• **Collection entries**
•••

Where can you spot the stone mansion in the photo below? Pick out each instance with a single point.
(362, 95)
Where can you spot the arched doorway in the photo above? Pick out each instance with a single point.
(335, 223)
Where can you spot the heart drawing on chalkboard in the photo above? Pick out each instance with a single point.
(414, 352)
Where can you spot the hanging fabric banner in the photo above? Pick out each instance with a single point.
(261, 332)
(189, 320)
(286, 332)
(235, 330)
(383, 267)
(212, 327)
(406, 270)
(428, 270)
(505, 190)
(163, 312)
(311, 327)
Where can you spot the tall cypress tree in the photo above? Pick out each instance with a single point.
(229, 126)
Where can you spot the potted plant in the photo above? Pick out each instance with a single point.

•••

• **Task instructions**
Rewrite all of the lines above, requests included, and increase every coordinate value in the answer points by 134.

• **Output of the task**
Where can you spot the stone mansion in the photo below? Pick out each instance with a single point.
(496, 229)
Where can you spot the arched doorway in the photo above? Pick out each instance with a single point.
(469, 357)
Where can you spot the heart drawing on chalkboard in the photo above? Pick out each instance with a single point.
(548, 486)
Where can you spot the hanging fabric banner in the photo above? Pick out each instance with a single point.
(395, 466)
(323, 454)
(420, 466)
(369, 464)
(517, 401)
(346, 461)
(540, 404)
(562, 404)
(639, 324)
(297, 446)
(445, 461)
Where can you spot the tall cypress tree in the photo above? Pick out each instance with a single point.
(363, 260)
Where can you spot the potted plant in the photo above? Pick out each instance with a single point.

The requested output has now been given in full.